§ ACTIONS TO TAKE
1: Answer from the cloud-image-uploader page:
(a) Who is named as the owner of the service?
(b) Which compose states cause the service to download and upload images?
(c) Which sections does the commit message say still need to be written?
2: Select every line of the listing that contains the string "liquid". Case counts.

§ EXCERPTED PASSAGE
- - - - - - -

Add an SOP for cloud-image-uploader
This is just the basics for now. Container configurations, AWS, and GCP need sections (once the image uploader supports those clouds).
This commit is contained in:
parent
475e4023ad
commit
9f6ee3c568
2 changed files with 165 additions and 0 deletions
164
modules/sysadmin_guide/pages/cloud-image-uploader.adoc
Normal file
164
modules/sysadmin_guide/pages/cloud-image-uploader.adoc
Normal file
|
@ -0,0 +1,164 @@
|
|||
= cloud-image-uploader SOP
|
||||
|
||||
Upload Cloud images to public clouds after they are built in Koji.
|
||||
|
||||
Source code: https://pagure.io/cloud-image-uploader
|
||||
|
||||
== Contact Information
|
||||
|
||||
Owner::
|
||||
Cloud SIG, Jeremy Cline (jcline)
|
||||
Contact::
|
||||
#cloud:fedoraproject.org (Matrix)
|
||||
Servers::
|
||||
- https://console-openshift-console.apps.ocp.stg.fedoraproject.org/project-details/ns/cloud-image-uploader[Stage]
|
||||
- https://console-openshift-console.apps.ocp.fedoraproject.org/project-details/ns/cloud-image-uploader[Production]
|
||||
|
||||
Purpose::
|
||||
Upload Cloud images to public clouds.
|
||||
|
||||
== Description
|
||||
|
||||
cloud-image-uploader is an AMQP message consumer (run via `fedora-messaging
|
||||
consume`) that processes Pungi compose messages published on the
|
||||
`org.fedoraproject.*.pungi.compose.status.change` AMQP topic. When a compose
|
||||
enters the `FINISHED` or `FINISHED_INCOMPLETE` states, the service downloads
|
||||
any images in the compose and uploads it to the relevant cloud provider by
|
||||
running an Ansible playbook. Consult the `playbooks` directory in the source
|
||||
repository or Python package to see the playbooks.

- - - - - - -

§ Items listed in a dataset
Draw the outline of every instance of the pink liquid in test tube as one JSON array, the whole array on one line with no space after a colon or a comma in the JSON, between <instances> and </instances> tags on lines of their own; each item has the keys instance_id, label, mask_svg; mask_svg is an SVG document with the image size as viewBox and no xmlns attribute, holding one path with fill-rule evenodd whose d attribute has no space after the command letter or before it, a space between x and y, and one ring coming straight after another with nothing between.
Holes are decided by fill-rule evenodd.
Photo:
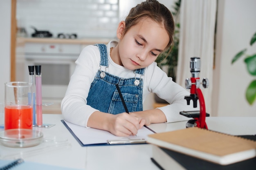
<instances>
[{"instance_id":1,"label":"pink liquid in test tube","mask_svg":"<svg viewBox=\"0 0 256 170\"><path fill-rule=\"evenodd\" d=\"M35 66L36 68L36 124L38 126L43 125L42 113L42 76L41 66Z\"/></svg>"}]
</instances>

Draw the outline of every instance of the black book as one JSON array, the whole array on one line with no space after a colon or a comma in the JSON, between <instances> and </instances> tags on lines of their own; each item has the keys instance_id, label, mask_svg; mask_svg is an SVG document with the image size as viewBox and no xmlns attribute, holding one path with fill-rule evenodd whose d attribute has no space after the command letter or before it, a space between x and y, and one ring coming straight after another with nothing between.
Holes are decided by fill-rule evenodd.
<instances>
[{"instance_id":1,"label":"black book","mask_svg":"<svg viewBox=\"0 0 256 170\"><path fill-rule=\"evenodd\" d=\"M239 137L256 141L256 135ZM160 170L236 170L256 169L256 157L225 166L213 163L155 145L153 146L152 161Z\"/></svg>"}]
</instances>

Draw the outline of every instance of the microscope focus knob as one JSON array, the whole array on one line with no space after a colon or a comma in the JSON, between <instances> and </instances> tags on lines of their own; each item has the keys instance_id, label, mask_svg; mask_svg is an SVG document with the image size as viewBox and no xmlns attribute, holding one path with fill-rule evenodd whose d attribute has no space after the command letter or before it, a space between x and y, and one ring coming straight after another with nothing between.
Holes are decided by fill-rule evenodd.
<instances>
[{"instance_id":1,"label":"microscope focus knob","mask_svg":"<svg viewBox=\"0 0 256 170\"><path fill-rule=\"evenodd\" d=\"M202 81L203 87L207 88L209 86L209 80L207 78L204 78Z\"/></svg>"},{"instance_id":2,"label":"microscope focus knob","mask_svg":"<svg viewBox=\"0 0 256 170\"><path fill-rule=\"evenodd\" d=\"M185 80L185 86L186 88L189 89L191 88L191 86L192 85L192 83L191 80L189 79L186 79Z\"/></svg>"}]
</instances>

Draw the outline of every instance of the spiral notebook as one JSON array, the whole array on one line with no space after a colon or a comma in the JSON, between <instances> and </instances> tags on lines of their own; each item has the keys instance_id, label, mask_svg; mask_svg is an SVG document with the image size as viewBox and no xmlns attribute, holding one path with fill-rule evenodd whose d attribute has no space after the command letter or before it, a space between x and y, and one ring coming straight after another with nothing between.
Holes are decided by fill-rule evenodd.
<instances>
[{"instance_id":1,"label":"spiral notebook","mask_svg":"<svg viewBox=\"0 0 256 170\"><path fill-rule=\"evenodd\" d=\"M148 143L226 165L256 156L256 141L196 127L150 135Z\"/></svg>"}]
</instances>

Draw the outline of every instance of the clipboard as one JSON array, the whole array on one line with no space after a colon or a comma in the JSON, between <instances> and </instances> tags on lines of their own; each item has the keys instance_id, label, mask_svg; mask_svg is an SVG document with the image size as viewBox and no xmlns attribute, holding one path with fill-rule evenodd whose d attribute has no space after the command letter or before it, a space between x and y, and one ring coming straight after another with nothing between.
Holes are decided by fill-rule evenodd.
<instances>
[{"instance_id":1,"label":"clipboard","mask_svg":"<svg viewBox=\"0 0 256 170\"><path fill-rule=\"evenodd\" d=\"M147 144L148 135L155 133L144 126L138 130L136 136L118 137L107 131L87 128L64 120L61 121L82 146Z\"/></svg>"}]
</instances>

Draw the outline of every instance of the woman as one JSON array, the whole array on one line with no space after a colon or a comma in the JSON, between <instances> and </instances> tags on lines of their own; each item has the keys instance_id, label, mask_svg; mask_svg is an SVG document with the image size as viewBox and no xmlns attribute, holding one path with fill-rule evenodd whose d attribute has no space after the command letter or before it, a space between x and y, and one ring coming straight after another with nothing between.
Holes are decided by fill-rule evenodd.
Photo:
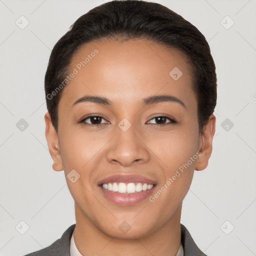
<instances>
[{"instance_id":1,"label":"woman","mask_svg":"<svg viewBox=\"0 0 256 256\"><path fill-rule=\"evenodd\" d=\"M180 223L215 132L215 65L198 30L158 4L104 4L56 44L45 91L76 224L28 255L205 255Z\"/></svg>"}]
</instances>

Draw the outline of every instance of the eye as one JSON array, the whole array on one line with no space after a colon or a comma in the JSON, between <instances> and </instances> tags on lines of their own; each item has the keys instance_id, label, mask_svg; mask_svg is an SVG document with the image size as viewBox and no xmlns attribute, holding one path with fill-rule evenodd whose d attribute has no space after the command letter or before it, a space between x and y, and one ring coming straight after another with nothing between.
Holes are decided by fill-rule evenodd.
<instances>
[{"instance_id":1,"label":"eye","mask_svg":"<svg viewBox=\"0 0 256 256\"><path fill-rule=\"evenodd\" d=\"M154 122L152 122L152 120L156 120ZM168 122L166 122L166 121ZM152 119L151 119L150 121L147 122L150 124L158 124L158 126L164 126L166 124L176 124L176 122L174 120L166 116L156 116Z\"/></svg>"},{"instance_id":2,"label":"eye","mask_svg":"<svg viewBox=\"0 0 256 256\"><path fill-rule=\"evenodd\" d=\"M100 124L107 124L108 122L106 121L105 122L102 122L102 120L106 119L103 118L100 116L90 116L87 118L84 118L81 120L79 122L84 123L86 124L91 124L93 126L99 126Z\"/></svg>"}]
</instances>

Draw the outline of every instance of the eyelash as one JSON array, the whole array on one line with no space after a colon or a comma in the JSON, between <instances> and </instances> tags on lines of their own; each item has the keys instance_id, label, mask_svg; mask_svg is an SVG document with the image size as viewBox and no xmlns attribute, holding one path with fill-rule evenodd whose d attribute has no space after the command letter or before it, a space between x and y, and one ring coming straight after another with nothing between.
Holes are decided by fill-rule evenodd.
<instances>
[{"instance_id":1,"label":"eyelash","mask_svg":"<svg viewBox=\"0 0 256 256\"><path fill-rule=\"evenodd\" d=\"M90 125L90 126L96 126L96 127L98 127L100 126L101 126L102 124L88 124L86 122L85 122L85 120L88 120L88 119L90 119L90 118L94 118L94 117L96 117L96 118L100 118L104 120L105 118L103 118L103 116L88 116L86 118L83 118L82 120L81 120L80 122L78 122L80 124L86 124L86 125ZM163 115L163 116L154 116L154 118L152 118L152 119L150 119L150 121L151 120L152 120L154 119L155 119L157 118L166 118L167 119L168 119L170 121L170 122L167 122L166 124L156 124L157 126L166 126L166 124L176 124L177 122L176 120L174 120L174 119L172 119L170 118L169 118L168 116L164 116L164 115Z\"/></svg>"}]
</instances>

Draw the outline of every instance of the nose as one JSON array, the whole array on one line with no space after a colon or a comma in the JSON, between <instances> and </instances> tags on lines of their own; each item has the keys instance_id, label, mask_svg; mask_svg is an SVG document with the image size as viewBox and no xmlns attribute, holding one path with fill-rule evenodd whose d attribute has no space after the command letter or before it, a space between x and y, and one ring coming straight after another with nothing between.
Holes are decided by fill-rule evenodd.
<instances>
[{"instance_id":1,"label":"nose","mask_svg":"<svg viewBox=\"0 0 256 256\"><path fill-rule=\"evenodd\" d=\"M116 134L110 144L107 152L108 160L123 166L146 162L150 157L144 136L135 130L134 126L126 131L116 128Z\"/></svg>"}]
</instances>

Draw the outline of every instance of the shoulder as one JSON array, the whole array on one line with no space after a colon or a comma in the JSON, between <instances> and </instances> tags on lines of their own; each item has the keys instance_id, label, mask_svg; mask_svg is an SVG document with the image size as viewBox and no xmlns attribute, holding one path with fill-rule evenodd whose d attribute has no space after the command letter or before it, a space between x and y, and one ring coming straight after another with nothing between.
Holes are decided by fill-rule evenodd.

- - - - - - -

§ SOLUTION SET
1:
(a) Cloud SIG, Jeremy Cline (jcline)
(b) `FINISHED` or `FINISHED_INCOMPLETE`
(c) Container configurations, AWS, and GCP

2:
Draw the outline of every instance of the pink liquid in test tube as one JSON array, the whole array on one line with no space after a colon or a comma in the JSON, between <instances> and </instances> tags on lines of their own; each item has the keys instance_id, label, mask_svg; mask_svg is an SVG document with the image size as viewBox and no xmlns attribute, holding one path with fill-rule evenodd whose d attribute has no space after the command letter or before it, a space between x and y, and one ring coming straight after another with nothing between.
[{"instance_id":1,"label":"pink liquid in test tube","mask_svg":"<svg viewBox=\"0 0 256 170\"><path fill-rule=\"evenodd\" d=\"M35 66L36 68L36 124L38 126L43 125L42 113L42 76L41 66Z\"/></svg>"}]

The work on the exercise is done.